··· Passage for review ···

Power BI on DBSQL Design Patterns

Databricks SQL SME
DBSQL SME Engineering
7 min readJul 18, 2024
DBSQL + Power BI Lakehouse

Authors

Andrey Mirskiy, Senior Specialist Solutions Architect @ Databricks
Yatish Anand, Solutions Architect @ Databricks

Introduction

In today’s data-driven world, harnessing the full potential of your data is critical for making informed business decisions. Power BI and Databricks SQL are two powerful tools that, when integrated, can transform raw data into actionable insights. Power BI, with its robust visualization capabilities, and Databricks SQL, known for its scalable and efficient querying of big data, together create a formidable data analysis and reporting ecosystem.

Integrating these tools effectively can streamline your data workflows, enhance your data analytics capabilities, and provide deeper insights into your business operations. However, to unlock their full potential, it’s essential to follow best practices that ensure seamless integration, optimal performance, and maximum value extraction.

To help our customers we have developed a Databricks SQL / Power BI QuickStart Samples repository demonstrating some of the best practices implementing efficient and high performance Power BI semantic models on Databricks SQL.

Repository Overview

Prerequisites

In order to use our quickstart samples you will need the following prerequisites.

  1. You should have access to Power BI Desktop to access the pbit-files.
  2. Access to Databricks SQL Warehouse. We recommend using Databricks SQL Serverless because it provides the best experience for BI workloads. Please refer to this blog to understand the performance benefits of DBSQL Serverless over other DBSQL SKUs.
  3. Power BI Premium workspace to access published reports and semantic models.
  4. To access some features you may need Tabular Editor or SSMS to access Power BI XMLA endpoint.

Design Principles

We created the repository with the following design principles in mind:

  • Open — the code is open and can be easily reused. Every quickstart sample is provided as Power BI template file (pbit) and, if needed, SQL-scripts. Power BI template files do not include any credentials or data, thus they enable easy reproducibility while preserving data privacy.
  • Simple — all samples include step-by-step instructions and are based on samples catalog tpch schema which exists in every Databricks workspace, thus no need to create any test data. Apart from that every quickstart sample is focused on only one best practice which avoids unnecessary complexity.

Multi-cloud — Databricks is available on all 3 major hyperscalers incl. Azure, AWS, and GCP. Through native connectors Databricks provides first-class integration with Power BI. Thus, all the quickstart samples are equally valid and relevant when implementing Power BI on Azure Databricks, Databricks on AWS or GCP.

···

• Problem set:
(a) Name each design principle that the Power BI on Databricks SQL article lists for the repository.
(b) Answer these questions using the Power BI on Databricks SQL article:
(i) Which Databricks SQL option does it recommend for BI workloads?
(ii) Which schema in the samples catalog are the samples based on?
(iii) Which two tools might be needed to reach the Power BI XMLA endpoint?

··· Given data ···

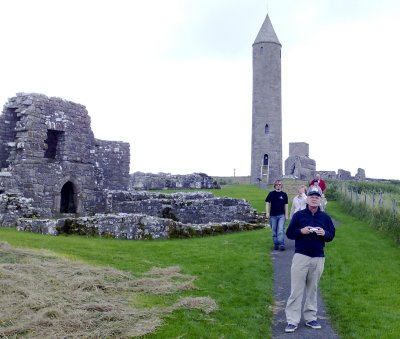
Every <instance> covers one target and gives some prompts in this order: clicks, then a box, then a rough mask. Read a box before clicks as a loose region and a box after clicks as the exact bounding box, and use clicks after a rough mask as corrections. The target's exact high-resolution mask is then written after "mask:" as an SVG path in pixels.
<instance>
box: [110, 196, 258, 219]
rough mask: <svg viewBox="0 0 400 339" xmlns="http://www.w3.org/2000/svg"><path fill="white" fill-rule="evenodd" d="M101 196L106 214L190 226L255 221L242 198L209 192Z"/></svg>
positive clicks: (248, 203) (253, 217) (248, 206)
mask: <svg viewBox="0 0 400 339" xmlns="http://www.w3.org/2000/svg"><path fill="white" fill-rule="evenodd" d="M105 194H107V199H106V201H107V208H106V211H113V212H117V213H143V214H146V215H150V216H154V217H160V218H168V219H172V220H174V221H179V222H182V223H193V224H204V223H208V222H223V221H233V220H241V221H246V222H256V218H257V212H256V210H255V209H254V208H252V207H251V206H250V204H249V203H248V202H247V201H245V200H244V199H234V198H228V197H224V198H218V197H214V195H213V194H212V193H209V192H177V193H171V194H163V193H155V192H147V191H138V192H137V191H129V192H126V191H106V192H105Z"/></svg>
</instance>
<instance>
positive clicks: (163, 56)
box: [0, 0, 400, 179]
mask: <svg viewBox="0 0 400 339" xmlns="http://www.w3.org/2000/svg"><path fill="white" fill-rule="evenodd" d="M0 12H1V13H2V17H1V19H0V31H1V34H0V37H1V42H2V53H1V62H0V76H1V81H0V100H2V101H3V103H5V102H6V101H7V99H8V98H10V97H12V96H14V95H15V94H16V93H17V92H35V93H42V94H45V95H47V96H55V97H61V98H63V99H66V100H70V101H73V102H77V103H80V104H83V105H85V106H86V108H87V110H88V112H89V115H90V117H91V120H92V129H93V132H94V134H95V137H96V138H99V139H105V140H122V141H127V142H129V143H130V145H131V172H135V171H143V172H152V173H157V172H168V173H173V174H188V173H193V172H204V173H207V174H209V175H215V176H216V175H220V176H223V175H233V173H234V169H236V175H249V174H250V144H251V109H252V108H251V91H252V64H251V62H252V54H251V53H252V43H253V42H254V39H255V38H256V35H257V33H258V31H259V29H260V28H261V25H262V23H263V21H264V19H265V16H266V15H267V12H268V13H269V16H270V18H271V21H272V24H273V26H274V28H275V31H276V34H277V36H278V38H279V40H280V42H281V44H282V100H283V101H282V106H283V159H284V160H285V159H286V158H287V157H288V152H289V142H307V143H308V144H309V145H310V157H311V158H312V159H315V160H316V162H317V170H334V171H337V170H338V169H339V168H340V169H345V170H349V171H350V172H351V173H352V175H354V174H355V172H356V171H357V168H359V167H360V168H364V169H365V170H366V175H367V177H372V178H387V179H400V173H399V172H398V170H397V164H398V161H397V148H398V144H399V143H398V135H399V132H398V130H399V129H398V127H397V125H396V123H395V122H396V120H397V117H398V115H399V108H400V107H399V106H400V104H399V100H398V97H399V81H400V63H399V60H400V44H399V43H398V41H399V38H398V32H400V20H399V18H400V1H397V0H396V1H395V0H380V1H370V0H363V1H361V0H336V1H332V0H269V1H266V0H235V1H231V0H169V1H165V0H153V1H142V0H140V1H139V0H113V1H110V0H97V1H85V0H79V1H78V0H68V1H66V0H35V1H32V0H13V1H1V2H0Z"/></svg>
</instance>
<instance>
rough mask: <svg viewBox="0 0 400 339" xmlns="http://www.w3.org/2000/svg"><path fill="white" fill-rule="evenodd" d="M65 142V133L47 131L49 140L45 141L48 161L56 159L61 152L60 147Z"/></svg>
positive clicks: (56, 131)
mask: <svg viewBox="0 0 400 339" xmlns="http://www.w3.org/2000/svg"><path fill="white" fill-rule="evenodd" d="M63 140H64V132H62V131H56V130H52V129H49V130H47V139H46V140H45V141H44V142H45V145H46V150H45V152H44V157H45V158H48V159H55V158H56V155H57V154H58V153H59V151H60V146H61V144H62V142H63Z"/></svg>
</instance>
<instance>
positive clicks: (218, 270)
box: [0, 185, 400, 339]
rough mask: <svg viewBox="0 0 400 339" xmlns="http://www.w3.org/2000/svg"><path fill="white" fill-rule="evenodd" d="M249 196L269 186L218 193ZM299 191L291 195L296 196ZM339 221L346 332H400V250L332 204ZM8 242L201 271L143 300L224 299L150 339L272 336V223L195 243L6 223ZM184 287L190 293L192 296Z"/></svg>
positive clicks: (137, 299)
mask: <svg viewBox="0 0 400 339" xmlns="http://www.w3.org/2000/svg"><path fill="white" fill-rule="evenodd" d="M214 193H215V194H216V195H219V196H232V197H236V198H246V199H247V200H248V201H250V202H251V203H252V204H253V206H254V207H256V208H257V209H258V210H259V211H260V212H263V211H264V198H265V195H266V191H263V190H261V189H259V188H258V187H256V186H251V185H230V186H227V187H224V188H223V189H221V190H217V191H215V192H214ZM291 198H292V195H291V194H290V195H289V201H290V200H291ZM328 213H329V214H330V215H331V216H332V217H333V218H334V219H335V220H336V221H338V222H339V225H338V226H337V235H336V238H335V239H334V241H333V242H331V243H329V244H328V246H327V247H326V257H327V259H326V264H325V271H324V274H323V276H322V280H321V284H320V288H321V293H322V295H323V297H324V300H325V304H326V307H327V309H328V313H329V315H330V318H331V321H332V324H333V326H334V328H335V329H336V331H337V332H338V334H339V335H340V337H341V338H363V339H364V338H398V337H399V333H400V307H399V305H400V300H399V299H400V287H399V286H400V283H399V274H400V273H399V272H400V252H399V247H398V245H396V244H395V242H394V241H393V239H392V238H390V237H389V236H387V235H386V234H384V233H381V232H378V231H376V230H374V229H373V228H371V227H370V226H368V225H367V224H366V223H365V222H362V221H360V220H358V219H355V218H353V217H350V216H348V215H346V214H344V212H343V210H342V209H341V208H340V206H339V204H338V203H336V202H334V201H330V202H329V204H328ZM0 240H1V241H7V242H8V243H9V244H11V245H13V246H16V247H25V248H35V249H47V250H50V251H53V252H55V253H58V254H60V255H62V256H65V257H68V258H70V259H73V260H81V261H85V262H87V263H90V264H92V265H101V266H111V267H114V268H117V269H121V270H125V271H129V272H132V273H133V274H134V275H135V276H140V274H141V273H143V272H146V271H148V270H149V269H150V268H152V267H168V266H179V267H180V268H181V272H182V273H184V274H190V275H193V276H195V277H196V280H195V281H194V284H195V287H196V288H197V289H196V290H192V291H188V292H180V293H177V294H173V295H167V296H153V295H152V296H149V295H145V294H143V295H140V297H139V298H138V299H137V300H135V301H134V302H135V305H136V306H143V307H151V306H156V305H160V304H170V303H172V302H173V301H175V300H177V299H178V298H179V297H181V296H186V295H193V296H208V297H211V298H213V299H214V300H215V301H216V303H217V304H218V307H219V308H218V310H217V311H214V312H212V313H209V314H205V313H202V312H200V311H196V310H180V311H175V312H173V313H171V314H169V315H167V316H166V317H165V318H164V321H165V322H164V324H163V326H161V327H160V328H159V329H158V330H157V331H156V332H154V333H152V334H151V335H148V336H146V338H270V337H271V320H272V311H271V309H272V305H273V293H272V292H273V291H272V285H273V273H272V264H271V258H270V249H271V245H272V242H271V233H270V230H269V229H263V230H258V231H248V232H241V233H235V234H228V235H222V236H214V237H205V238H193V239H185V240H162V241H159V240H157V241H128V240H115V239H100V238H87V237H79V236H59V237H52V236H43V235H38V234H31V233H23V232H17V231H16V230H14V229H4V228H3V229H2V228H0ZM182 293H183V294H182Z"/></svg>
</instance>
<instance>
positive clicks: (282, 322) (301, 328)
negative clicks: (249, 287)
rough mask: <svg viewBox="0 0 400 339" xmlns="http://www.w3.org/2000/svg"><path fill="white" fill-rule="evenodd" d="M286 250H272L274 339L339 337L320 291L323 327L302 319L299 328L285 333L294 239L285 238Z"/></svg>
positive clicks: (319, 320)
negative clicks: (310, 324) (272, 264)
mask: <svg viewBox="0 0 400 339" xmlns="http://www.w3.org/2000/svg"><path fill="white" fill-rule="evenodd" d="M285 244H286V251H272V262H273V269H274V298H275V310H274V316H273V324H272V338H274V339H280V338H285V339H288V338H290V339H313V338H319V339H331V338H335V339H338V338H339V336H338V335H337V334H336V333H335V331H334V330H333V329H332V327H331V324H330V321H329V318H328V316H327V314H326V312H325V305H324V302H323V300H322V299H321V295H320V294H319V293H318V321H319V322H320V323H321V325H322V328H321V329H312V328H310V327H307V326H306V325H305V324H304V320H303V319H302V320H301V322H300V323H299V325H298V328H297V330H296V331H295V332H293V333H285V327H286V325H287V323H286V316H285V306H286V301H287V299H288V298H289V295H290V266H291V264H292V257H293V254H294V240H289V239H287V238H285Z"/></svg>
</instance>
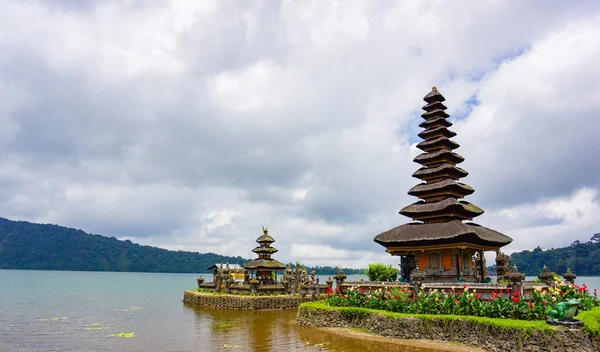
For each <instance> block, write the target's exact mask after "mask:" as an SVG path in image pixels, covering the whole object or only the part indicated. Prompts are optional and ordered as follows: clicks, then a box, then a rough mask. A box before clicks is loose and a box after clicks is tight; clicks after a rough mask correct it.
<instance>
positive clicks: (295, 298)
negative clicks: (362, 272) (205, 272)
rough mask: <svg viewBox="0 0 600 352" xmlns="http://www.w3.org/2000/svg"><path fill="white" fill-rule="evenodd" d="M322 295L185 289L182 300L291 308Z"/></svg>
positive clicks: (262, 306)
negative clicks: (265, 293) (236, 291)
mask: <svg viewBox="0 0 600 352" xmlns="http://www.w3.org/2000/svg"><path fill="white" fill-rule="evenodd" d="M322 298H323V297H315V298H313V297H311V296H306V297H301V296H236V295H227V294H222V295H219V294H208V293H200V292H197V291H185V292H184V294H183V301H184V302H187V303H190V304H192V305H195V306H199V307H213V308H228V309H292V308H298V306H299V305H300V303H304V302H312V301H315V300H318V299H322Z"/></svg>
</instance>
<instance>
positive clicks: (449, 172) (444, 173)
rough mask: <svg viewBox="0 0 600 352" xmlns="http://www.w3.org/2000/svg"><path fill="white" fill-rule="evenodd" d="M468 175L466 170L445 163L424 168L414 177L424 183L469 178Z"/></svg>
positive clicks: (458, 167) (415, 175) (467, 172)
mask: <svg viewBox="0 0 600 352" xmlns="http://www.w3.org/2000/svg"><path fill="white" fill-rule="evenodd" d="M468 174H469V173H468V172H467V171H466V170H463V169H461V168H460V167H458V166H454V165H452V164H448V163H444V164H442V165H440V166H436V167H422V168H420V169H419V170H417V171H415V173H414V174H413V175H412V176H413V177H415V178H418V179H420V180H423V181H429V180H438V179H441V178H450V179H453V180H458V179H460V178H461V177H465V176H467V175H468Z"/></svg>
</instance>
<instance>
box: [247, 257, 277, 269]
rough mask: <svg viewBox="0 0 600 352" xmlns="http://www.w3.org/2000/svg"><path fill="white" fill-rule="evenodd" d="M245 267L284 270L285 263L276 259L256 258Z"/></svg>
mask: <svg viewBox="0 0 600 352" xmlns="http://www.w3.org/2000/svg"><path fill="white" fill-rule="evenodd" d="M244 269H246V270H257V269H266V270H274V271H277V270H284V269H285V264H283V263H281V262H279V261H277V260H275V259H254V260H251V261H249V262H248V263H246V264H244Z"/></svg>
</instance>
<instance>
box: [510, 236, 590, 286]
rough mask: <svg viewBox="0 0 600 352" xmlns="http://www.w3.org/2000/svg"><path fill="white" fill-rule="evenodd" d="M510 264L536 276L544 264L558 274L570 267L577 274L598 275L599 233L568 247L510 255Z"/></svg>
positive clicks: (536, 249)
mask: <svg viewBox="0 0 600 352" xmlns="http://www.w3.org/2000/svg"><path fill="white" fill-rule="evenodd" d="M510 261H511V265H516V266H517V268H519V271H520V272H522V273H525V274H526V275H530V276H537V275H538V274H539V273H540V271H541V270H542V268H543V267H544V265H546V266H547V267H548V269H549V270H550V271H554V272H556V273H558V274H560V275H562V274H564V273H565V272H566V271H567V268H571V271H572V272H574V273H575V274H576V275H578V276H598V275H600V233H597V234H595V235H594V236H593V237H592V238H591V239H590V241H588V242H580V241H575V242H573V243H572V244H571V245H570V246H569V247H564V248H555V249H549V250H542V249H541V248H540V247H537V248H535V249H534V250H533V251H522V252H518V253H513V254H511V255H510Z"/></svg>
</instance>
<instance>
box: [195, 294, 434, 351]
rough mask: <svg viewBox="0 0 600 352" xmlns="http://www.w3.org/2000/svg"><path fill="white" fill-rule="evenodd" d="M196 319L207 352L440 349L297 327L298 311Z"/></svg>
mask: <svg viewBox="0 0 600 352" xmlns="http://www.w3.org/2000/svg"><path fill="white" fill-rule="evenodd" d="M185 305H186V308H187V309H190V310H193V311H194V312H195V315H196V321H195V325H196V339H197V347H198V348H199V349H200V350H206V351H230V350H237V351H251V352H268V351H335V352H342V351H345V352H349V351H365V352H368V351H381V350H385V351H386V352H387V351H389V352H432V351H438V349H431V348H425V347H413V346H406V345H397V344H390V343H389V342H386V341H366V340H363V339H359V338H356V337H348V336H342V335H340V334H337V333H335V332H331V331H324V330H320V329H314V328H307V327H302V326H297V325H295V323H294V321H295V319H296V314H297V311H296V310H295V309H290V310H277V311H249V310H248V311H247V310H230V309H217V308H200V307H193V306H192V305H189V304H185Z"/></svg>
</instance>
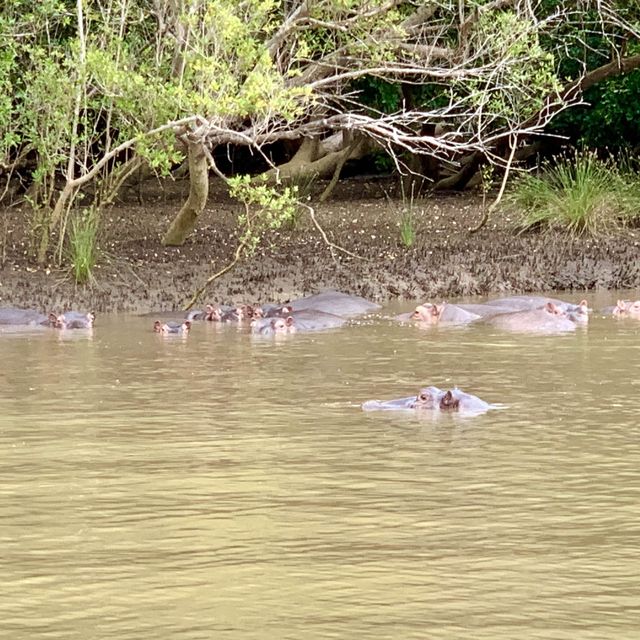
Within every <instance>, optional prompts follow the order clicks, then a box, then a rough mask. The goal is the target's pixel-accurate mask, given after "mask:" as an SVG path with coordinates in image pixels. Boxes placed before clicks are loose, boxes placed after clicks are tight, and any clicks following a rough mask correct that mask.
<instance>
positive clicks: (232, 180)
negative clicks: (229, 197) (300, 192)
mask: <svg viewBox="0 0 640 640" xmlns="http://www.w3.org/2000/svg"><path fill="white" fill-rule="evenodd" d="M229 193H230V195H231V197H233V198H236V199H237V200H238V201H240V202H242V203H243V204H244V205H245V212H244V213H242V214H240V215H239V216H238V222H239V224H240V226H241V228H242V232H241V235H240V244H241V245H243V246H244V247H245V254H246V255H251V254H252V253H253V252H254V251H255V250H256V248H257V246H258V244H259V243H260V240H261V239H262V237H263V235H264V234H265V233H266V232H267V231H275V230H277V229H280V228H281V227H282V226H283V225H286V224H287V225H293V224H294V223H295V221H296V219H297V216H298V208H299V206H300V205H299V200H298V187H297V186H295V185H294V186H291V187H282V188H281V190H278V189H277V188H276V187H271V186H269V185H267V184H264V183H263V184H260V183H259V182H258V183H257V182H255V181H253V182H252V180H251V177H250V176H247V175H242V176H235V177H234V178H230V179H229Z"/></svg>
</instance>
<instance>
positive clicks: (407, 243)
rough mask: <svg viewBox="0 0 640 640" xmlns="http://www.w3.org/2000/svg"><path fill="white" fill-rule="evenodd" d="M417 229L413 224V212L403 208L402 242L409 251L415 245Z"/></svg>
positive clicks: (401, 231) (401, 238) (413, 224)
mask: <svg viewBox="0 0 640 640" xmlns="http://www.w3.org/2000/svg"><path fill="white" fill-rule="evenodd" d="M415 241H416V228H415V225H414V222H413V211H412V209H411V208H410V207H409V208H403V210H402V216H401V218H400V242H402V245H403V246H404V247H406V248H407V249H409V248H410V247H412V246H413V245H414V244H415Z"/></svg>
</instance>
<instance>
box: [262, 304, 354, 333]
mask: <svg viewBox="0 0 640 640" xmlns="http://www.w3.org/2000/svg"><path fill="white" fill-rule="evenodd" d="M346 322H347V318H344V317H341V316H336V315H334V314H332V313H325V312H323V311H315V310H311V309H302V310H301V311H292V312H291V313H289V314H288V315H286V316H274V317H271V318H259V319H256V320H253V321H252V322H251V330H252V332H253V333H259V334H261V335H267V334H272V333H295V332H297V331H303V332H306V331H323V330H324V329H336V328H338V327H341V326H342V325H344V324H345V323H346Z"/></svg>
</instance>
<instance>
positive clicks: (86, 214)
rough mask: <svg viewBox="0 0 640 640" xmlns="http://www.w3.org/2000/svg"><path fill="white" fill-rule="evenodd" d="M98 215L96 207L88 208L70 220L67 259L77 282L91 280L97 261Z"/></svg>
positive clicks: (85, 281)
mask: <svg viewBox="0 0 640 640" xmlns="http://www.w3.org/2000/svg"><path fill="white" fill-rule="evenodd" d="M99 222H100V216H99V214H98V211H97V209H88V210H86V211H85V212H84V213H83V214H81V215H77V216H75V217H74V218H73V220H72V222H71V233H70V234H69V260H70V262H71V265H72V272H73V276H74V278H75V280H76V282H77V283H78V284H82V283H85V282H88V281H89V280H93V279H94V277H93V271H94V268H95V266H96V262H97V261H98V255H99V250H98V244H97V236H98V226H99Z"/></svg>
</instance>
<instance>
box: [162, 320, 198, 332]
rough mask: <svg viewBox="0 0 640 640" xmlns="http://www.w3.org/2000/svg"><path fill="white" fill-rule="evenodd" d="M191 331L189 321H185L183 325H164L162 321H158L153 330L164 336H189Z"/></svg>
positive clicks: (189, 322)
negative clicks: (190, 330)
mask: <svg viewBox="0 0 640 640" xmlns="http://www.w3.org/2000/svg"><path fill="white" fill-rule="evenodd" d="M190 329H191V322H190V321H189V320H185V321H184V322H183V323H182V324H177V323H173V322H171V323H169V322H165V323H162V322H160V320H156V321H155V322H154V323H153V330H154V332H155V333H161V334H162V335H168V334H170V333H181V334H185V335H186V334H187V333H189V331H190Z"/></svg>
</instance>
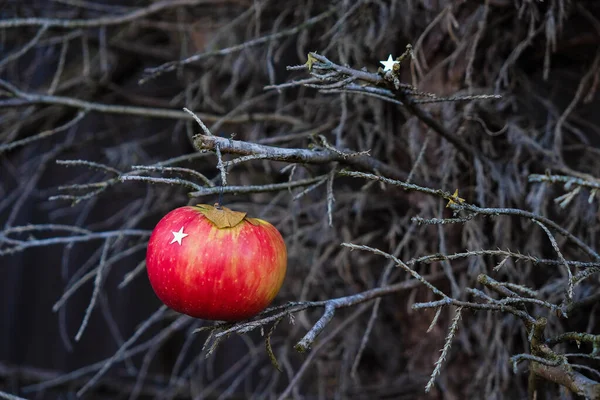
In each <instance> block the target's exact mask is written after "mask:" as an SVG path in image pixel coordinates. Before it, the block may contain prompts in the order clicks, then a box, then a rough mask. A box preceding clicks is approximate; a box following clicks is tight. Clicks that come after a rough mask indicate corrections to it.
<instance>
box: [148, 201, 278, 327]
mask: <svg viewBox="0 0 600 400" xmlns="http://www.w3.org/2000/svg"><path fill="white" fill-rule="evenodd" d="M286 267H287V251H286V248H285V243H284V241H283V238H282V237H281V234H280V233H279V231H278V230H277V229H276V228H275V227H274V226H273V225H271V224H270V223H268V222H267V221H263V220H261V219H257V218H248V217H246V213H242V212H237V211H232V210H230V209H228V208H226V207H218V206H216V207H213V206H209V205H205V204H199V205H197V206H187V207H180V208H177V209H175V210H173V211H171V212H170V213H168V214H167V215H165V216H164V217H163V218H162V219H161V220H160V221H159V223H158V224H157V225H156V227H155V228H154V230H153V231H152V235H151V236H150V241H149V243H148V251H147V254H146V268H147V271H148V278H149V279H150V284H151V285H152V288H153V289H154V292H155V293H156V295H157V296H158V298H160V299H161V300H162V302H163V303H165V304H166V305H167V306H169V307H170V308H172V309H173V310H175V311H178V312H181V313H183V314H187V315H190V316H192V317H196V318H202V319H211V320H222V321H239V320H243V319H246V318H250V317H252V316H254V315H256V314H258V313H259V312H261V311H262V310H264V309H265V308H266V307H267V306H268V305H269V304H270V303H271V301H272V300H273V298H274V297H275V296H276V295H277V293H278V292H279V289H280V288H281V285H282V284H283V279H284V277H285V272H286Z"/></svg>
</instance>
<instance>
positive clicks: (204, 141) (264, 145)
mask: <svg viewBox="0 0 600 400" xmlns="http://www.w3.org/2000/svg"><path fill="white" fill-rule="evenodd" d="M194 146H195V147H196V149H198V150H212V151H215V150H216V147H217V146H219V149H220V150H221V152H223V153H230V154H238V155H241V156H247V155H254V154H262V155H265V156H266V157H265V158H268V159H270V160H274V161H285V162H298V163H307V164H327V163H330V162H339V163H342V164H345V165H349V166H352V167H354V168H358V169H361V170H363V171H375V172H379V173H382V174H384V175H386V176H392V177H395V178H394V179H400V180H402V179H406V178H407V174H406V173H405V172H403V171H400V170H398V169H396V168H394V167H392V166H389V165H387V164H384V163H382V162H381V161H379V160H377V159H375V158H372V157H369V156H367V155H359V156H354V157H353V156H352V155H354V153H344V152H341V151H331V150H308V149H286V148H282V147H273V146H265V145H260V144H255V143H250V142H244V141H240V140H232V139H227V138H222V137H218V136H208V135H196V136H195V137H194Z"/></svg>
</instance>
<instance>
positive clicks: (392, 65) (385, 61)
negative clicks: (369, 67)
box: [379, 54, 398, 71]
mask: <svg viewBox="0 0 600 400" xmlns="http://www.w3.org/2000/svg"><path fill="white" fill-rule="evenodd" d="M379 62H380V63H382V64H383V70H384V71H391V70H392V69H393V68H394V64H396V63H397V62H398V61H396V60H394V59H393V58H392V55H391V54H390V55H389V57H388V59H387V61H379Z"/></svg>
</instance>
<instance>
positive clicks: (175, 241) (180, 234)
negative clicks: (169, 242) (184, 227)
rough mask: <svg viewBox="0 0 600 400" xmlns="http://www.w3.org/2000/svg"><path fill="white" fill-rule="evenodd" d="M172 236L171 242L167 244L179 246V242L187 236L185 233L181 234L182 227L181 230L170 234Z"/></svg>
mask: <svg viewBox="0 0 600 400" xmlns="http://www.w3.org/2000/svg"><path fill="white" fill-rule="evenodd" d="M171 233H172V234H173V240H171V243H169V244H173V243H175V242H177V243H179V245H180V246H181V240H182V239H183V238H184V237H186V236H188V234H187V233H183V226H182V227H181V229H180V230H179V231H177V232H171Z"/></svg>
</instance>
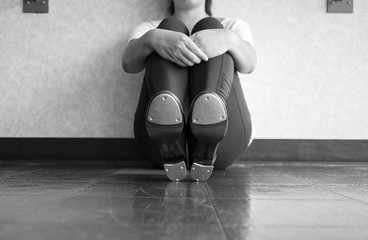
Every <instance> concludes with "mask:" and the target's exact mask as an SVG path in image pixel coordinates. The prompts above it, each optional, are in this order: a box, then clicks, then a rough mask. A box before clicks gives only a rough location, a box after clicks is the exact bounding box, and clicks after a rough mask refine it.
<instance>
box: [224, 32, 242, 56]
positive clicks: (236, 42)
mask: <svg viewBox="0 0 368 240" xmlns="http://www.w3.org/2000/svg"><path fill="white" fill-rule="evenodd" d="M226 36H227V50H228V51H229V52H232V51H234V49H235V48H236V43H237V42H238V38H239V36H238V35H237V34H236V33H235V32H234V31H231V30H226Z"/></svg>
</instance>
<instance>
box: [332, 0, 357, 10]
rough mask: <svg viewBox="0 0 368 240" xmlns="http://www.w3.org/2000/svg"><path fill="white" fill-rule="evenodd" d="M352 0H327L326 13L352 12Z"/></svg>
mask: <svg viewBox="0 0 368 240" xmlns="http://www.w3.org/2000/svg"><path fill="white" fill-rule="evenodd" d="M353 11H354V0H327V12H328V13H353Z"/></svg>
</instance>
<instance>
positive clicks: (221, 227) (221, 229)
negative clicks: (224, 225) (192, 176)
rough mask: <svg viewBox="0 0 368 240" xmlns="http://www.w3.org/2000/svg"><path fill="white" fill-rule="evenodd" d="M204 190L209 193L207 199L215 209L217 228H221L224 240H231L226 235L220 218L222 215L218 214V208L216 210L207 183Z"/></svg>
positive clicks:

···

• Your written answers:
(a)
Open
Simple
Multi-cloud

(b)
(i) Databricks SQL Serverless
(ii) tpch
(iii) Tabular Editor or SSMS